#### Named object pointing listing:
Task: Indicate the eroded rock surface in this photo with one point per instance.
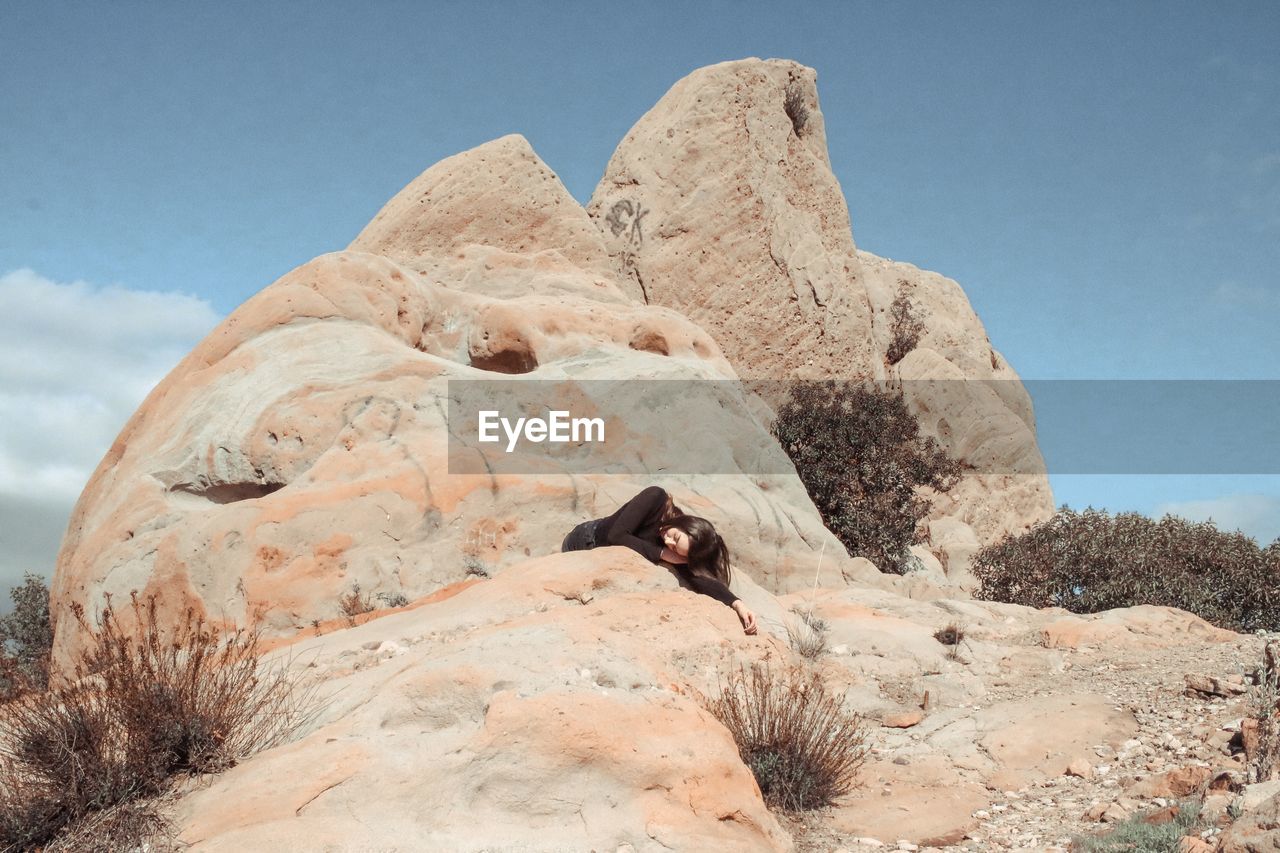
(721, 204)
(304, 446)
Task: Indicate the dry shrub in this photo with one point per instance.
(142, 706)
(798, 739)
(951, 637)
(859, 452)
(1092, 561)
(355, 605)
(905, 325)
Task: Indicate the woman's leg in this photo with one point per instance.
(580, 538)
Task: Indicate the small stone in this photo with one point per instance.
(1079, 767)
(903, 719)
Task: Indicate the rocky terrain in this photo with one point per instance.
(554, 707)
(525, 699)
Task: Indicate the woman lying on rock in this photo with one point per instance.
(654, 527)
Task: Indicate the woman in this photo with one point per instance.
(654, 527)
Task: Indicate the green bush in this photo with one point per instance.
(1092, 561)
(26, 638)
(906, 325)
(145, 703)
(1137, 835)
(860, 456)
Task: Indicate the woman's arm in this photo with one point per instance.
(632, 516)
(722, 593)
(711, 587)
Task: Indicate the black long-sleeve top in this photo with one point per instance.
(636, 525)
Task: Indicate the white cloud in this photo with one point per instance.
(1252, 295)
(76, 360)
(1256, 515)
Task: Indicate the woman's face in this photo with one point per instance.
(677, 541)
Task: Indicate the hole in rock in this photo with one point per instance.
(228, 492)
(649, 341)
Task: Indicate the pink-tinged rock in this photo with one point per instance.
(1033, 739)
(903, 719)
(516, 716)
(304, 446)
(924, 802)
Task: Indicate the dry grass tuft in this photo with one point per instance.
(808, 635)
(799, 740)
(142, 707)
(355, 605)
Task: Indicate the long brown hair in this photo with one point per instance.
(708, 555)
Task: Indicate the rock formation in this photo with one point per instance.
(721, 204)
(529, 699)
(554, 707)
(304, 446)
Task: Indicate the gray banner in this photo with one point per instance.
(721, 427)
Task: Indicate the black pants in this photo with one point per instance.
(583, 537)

#### AIM OF THE TASK:
Rewrite the listing above as a two-column CSV with the headers "prompt" and "points". Give each line starting with "Task:" its own row, with that line in "prompt" and all of its coordinates in "points". Put each field in double quotes, replace line breaks with spaces, and leave out the pictures.

#### EXERCISE RESULT:
prompt,points
"Task: Indicate the eroded rock surface in this photo with one point per instance.","(721, 204) (304, 446)"
"Task: Indicate the dry shrub in this photo with one point per instance.","(142, 706) (798, 739) (951, 637) (859, 452) (1092, 561) (355, 605) (905, 325)"
"Task: Indicate the woman's leg in this photo with one point per instance.","(580, 538)"
"Task: Indicate the small stone in this photo with one point per instance.","(1079, 767) (903, 719)"
"Task: Indicate the rocky terrain in this photo with one point per instance.","(554, 707) (525, 699)"
"Task: Indicate the woman lying on rock in this photo with one point per instance.","(654, 527)"
"Task: Indicate the woman in this photo with one point per instance.","(654, 527)"
"Task: Indicate the green bush in this photo with one point per instance.","(1092, 561) (26, 638) (906, 325) (145, 703) (1137, 835) (860, 456)"
"Task: Indicate the woman's arm in this photo with one point per instance.","(632, 516) (722, 593) (711, 587)"
"Task: Indicate the black long-sleeve top in this photo with one point per instance.","(636, 525)"
"Task: Indicate the white cloud in this photo with one point per instance.","(1252, 295) (76, 360) (1256, 515)"
"Task: Indicate the woman's face in this photo with one point per instance.","(677, 541)"
"Task: Indicate the hole in rock in this photo with one point per instance.","(228, 492) (649, 341)"
"Task: Indicate the pink-tinged rock in this photo with one point per instance.","(1033, 739) (903, 719) (516, 716) (304, 446) (924, 802)"
"Task: Indicate the dry grass tuft in this photo with one point per instance.","(808, 635) (799, 740) (142, 707) (355, 605)"
"Task: Indicate the long brown hair in this photo with one point per instance.","(708, 555)"
"Task: Indicate the rock formation in this photo with one point per instance.","(721, 204) (529, 699) (554, 707) (304, 446)"
"Task: Indicate the gray banner in this photo with one point per instance.","(721, 427)"
"Task: Indicate the black pants in this photo with one point per instance.","(583, 537)"